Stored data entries
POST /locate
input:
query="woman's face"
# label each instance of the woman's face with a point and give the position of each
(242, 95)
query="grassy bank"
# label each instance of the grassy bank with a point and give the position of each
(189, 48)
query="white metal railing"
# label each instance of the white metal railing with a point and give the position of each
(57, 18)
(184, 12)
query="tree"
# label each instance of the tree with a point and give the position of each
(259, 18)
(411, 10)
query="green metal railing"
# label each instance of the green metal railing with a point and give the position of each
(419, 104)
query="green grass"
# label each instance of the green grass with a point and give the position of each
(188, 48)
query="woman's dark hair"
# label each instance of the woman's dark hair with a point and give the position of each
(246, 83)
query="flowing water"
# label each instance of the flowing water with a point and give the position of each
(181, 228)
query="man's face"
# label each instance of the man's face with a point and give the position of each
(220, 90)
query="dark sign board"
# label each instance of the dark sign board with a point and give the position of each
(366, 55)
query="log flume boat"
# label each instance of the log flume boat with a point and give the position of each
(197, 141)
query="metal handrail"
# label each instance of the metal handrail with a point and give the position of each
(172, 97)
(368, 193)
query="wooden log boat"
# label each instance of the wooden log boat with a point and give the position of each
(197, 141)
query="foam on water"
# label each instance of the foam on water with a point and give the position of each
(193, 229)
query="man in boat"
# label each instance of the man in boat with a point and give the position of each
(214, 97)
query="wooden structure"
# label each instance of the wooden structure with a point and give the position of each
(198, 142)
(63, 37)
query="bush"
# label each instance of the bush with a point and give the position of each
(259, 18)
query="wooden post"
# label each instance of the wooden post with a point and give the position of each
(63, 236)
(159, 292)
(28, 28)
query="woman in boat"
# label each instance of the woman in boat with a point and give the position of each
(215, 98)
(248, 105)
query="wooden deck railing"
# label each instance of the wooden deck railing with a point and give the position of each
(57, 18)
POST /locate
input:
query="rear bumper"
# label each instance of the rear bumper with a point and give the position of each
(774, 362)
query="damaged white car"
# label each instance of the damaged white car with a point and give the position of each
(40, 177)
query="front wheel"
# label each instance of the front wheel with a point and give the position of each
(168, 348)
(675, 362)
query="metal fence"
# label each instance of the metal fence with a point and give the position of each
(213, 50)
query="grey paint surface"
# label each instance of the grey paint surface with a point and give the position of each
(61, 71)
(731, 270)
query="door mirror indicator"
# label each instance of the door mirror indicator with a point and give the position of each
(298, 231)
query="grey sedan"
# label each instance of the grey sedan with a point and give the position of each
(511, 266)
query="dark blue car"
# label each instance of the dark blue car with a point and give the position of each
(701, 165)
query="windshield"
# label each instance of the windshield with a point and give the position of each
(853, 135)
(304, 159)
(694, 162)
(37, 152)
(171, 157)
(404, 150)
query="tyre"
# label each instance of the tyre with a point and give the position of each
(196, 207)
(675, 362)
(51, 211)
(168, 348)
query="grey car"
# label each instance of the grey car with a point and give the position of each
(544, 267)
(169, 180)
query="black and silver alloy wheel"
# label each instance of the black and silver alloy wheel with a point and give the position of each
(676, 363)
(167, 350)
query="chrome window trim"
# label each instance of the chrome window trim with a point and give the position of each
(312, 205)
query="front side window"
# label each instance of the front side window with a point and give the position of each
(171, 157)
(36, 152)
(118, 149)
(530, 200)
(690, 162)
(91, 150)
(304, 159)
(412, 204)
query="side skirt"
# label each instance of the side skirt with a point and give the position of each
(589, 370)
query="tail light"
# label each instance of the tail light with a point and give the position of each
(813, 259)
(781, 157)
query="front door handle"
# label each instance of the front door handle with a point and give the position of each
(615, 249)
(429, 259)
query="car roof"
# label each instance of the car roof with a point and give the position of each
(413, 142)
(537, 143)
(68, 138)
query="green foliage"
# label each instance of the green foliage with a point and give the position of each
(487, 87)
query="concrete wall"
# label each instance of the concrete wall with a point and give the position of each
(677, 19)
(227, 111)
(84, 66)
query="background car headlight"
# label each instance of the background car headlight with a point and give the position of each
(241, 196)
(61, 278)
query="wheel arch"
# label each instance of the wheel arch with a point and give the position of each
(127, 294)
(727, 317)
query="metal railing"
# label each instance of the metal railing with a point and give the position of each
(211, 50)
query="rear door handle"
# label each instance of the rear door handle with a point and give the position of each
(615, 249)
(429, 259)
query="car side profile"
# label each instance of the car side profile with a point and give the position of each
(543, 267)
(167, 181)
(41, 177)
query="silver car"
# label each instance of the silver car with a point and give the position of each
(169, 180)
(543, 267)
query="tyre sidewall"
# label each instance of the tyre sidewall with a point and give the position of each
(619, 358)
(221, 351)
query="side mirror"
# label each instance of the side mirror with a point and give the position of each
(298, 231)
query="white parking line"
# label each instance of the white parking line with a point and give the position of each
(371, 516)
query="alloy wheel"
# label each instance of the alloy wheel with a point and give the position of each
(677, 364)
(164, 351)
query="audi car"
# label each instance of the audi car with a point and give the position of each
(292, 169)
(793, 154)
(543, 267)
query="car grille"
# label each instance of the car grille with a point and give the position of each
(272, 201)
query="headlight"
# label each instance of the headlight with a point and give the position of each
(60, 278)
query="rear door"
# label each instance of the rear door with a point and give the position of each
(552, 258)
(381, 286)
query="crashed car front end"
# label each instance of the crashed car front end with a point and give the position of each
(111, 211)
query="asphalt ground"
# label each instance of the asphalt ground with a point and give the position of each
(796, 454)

■ **WHAT NEEDS TO BE DONE**
Every entry above, from first to last, should be repeated exactly.

■ **EXERCISE RESULT**
POST /locate
input:
query="woman's face"
# label each instance of the woman's face with a point and give the position of each
(242, 95)
query="grassy bank"
# label each instance of the grassy bank with a point and give the position of each
(189, 48)
query="white metal railing"
# label each instance of the white metal railing with a point and give the position of each
(57, 18)
(184, 12)
query="tree"
# label each instance of the tree with a point and give the position of each
(259, 18)
(411, 10)
query="green metal railing"
# label each instance of the green metal railing with a point and give the position of each
(419, 104)
query="green grass"
# label each instance of the green grass with a point and give the position of each
(188, 48)
query="woman's dark hair"
# label each instance of the woman's dark hair with a point and give the position of each
(246, 83)
query="flowing water"
# label each instance of the flowing water with a point and give the position of each
(181, 228)
query="man's face"
# label each instance of the man's face with a point and give the position of each
(220, 90)
query="dark sign board"
# label each instance of the dark sign board with a point and give the position of each
(366, 55)
query="log flume boat"
# label each instance of the log flume boat with a point and give the position of each
(197, 141)
query="metal handrail"
# label each instance of the metal handrail with a point and give the position of each
(172, 97)
(368, 193)
query="wooden log boat"
# label each instance of the wooden log boat with a point and give the position of each
(197, 141)
query="foam on water"
# label each instance of the foam on water with a point and give the position of each
(193, 229)
query="man in boat"
# label each instance of the man in boat with a point and give the position of each
(214, 97)
query="wooden structure"
# label each instance of the wooden structure with a point and give the position of each
(198, 142)
(63, 37)
query="bush"
# label each instance of the bush with a point and give the position of each
(259, 18)
query="wooden post"
# label each instance of the wooden post with a point and give the position of each
(63, 236)
(159, 292)
(28, 28)
query="woman in boat"
# label each instance of the woman in boat with a point and give the position of each
(215, 98)
(248, 105)
query="wooden deck railing"
# label each instance of the wooden deck railing with a point and give the position of each
(57, 18)
POST /locate
input:
query="rear bumper"
# label each instance of the rear bumper with a point and give the position of each
(774, 362)
query="damaged white car"
# label each instance of the damaged white car with a point and give the position of each
(40, 177)
query="front wheel"
# label each instance of the front wheel with a point and give the position of each
(168, 348)
(675, 362)
query="metal fence"
# label each instance of the metal fence with a point and give the position of each
(213, 50)
query="grey paint surface"
# label each instance of the grey paint surface with a point and give the position of each
(61, 71)
(731, 270)
query="door mirror indicator"
# label each instance of the door mirror indicator with a point and give the position of each
(298, 231)
query="grey sedan"
# label each instance of the grey sedan with a point and give the position of each
(511, 266)
query="dark blue car"
# label each instance of the dark blue car with a point and give the position of each
(701, 165)
query="windshield"
# label each instance of the windshield with a point and give the position of each
(853, 135)
(304, 159)
(694, 162)
(37, 152)
(171, 157)
(404, 150)
query="tyre"
# label each instance of the tyre with a point and give the position of each
(196, 207)
(675, 362)
(51, 211)
(168, 348)
query="grey car"
# label each instance of the grey car with a point and give the position of each
(544, 267)
(169, 180)
query="black and silver alloy wheel"
# label each instance of the black and silver alloy wheel with a point and give the position of each
(676, 363)
(167, 350)
query="chrome window trim"
# label each instance of the chrome window trim with a point and give the position of each
(312, 205)
query="front side window"
# label each instance of the front side window with a point and give the position of each
(171, 157)
(36, 152)
(118, 149)
(530, 200)
(690, 162)
(91, 150)
(304, 159)
(412, 204)
query="side skirt"
# label each instance of the side skirt with a point and give the position of each
(589, 370)
query="tail light"
# label each instance of the tail light with a point and give the position of each
(813, 259)
(781, 157)
query="front door handle"
# label each instance of the front door handle with a point and give the position of each
(615, 249)
(429, 259)
query="car roof"
# label each instance of the car roof with a point and give the position of each
(413, 142)
(537, 143)
(68, 138)
query="green foliage"
# label each instance of the green foliage with a point and give the position of each
(487, 87)
query="concrete wall"
# label each instance of the concrete wall with a point and give the position of each
(677, 19)
(227, 111)
(84, 66)
query="background car headlight"
# label each instance of the background car headlight with a point and give the position of each
(241, 196)
(61, 278)
query="wheel arch"
# label each instance of the wheel arch with a point and give the position of each
(127, 294)
(727, 317)
query="metal railing"
# label each instance of the metal railing with a point and give the position of each
(211, 50)
query="rear door handle"
# label each instance of the rear door handle with a point and give the position of each
(615, 249)
(429, 259)
query="car side profile"
# label each instance of the car side profile with a point and give the position of each
(543, 267)
(167, 181)
(41, 177)
query="silver car"
# label each instance of the silver car with a point and give the position of each
(169, 180)
(543, 267)
query="tyre sidewall"
# label each instance of the tyre sidewall with a point and give the position of each
(619, 358)
(221, 351)
query="side mirror"
# label each instance of the side mirror with a point and give the position of each
(298, 231)
query="white parking line"
# label each instance of the white parking line with a point and give the position of each
(371, 516)
query="alloy wheel"
# label each instance of the alloy wheel with a point and give the position of each
(677, 364)
(164, 351)
query="audi car"
# label each instance of the audi car with a point and give the position of each
(292, 169)
(793, 154)
(543, 267)
query="car grille"
# label each instance of the car grille with a point and give the position of each
(272, 201)
query="headlight"
# label each instance of the headlight with a point and give the position of each
(60, 278)
query="rear door"
# label each instance of the rear door with a point and give the position of each
(552, 258)
(381, 286)
query="crashed car front end"
# label each instance of the crashed car front end with a point and give the position of each
(111, 211)
query="asphalt ground"
# label each instance of the asphalt ground with a point and give the position of each
(796, 454)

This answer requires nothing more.